* [Trecho do texto]:
Já parou para pensar se seu trabalho tem futuro?
Após substituir o trabalho braçal, na Revolução Industrial, as máquinas começam a substituir o trabalho intelectual nos escritórios.
O russo Gary Kasparov não foi apenas o maior jogador de xadrez de seu tempo. Quando aceitou jogar contra o supercomputador Deep Blue, em 1997, era considerado o maior enxadrista de todos os tempos. “Não acho apropriado discutir o que eu faria em caso de derrota”, disse, antes do duelo. “Nunca perdi.” Em outra ocasião, foi ainda mais confiante: “Nunca vou perder para uma máquina”. Depois de oito dias e seis partidas, o que parecia improvável aconteceu. A máquina venceu o homem num duelo de capacidade intelectual. A vida profissional de Kasparov foi diretamente afetada a partir daquele dia 11 de maio. A vida dos demais profissionais, não. Supercomputadores eram para poucos. O Deep Blue pesava 1,4 tonelada, só sabia jogar xadrez e custou, em valores atuais, o equivalente a US$ 15 milhões. Computadores já haviam chegado a fábricas e escritórios, mas com capacidade e resultados tímidos. Ainda prevalecia a frase cunhada em 1987 por Robert Solow, ganhador do Prêmio Nobel de Economia por seus estudos sobre crescimento: “Dá para ver a era dos computadores em todo lugar, menos nas estatísticas de produtividade”. Hoje, 16 anos após a derrota de Kasparov, o cenário mudou. O poder de processamento de um supercomputador dos anos 1990 está agora disponível em computadores pequenos, baratos, versáteis e interconectados, como os smartphones. Incrivelmente capazes de armazenar e interpretar informações, essas novas máquinas estão revolucionando o ambiente de trabalho – e isso afeta diretamente seu emprego. “Cerca de 47% das profissões correm risco”, disse a ÉPOCA Carl Frey, doutor em economia da Universidade de Oxford, autor do estudo O futuro do emprego.
Frey e Michael Osborne, professor de ciência de engenharia de Oxford, avaliaram tarefas cotidianas de mais de 700 ocupações, para identificar o que uma máquina poderá fazer melhor que os humanos nas próximas duas décadas. Chegaram a um índice que varia entre 0 (nenhum risco de substituição) e 100% (risco total). As profissões mais ameaçadas estão nas áreas de logística, escritório e produção, aquelas que envolvem tarefas intelectualmente repetitivas. Embora o estudo seja baseado no mercado de trabalho dos Estados Unidos, suas conclusões são aplicáveis mundialmente. “Trocar profissionais por máquinas no Brasil é, em tese, menos atraente do que nos Estados Unidos, porque os salários são mais baixos”, diz Frey. “Mas o custo da automação está caindo tão rapidamente que a tendência deverá se manifestar nos dois países quase ao mesmo tempo.”

* [Informações fornecidas]:
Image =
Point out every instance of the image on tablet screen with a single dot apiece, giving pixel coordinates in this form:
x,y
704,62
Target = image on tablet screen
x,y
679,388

* [Tarefas a realizar]:
a) Segundo o trecho sobre máquinas e emprego, por que a derrota de Kasparov para o Deep Blue não afetou a vida dos demais profissionais? Responda em uma a três frases.
b) Dê continuidade ao trecho sobre máquinas e emprego a partir da última frase apresentada.

* [Respostas por tarefa]:
a) Supercomputadores eram para poucos. O Deep Blue pesava 1,4 tonelada, só sabia jogar xadrez e custou o equivalente a US$ 15 milhões em valores atuais. Os computadores que já haviam chegado a fábricas e escritórios ainda tinham capacidade e resultados tímidos.

b)
Exercícios de futurologia sobre a evolução da tecnologia existem há décadas – e, há décadas, eles costumam errar o alvo. Historicamente, os profetas pecam pelo otimismo. Agora, a realidade parece ter chegado antes do previsto. Em 2004, os economistas Frank Levy, do Instituto de Tecnologia de Massachusetts (MIT), e Richard Murnane, da Universidade Harvard, disseram no livro A nova divisão do trabalho que os robôs continuariam incapazes de realizar tarefas complexas, como dirigir. A previsão dos dois especialistas foi superada em 2005, quando Stanley, um carro sem motorista da Universidade Stanford, venceu um desafio proposto pela Agência de Projetos Avançados de Defesa dos Estados Unidos (Darpa). Desde 2009, o Google desenvolve a tecnologia do Stanley em estradas abertas ao trânsito. Os robôs já rodaram mais de 500.000 quilômetros, sem acidentes. O custo do sistema de radares a laser, usado pelos carros, caiu de US$ 35 milhões para US$ 80 mil. Considerados, no livro de 2004, insubstituíveis em longo prazo, motoristas de ônibus escolares têm 89% de chance de ser substituídos por uma máquina, segundo a previsão atual.
Um trabalhador com alto risco de substituição não perderá, necessariamente, o emprego. Mas seu horizonte profissional será limitado. O salário tenderá a subir menos, pressionado pela possibilidade de substituição por máquinas ou por colegas de profissão recém-desempregados. “Acabou-se o tempo em que um profissional ficava de 20 a 30 anos na mesma carreira”, diz Frey. “Como muitas mudanças acontecem mais rápido, os trabalhadores precisam se adaptar mais rapidamente.”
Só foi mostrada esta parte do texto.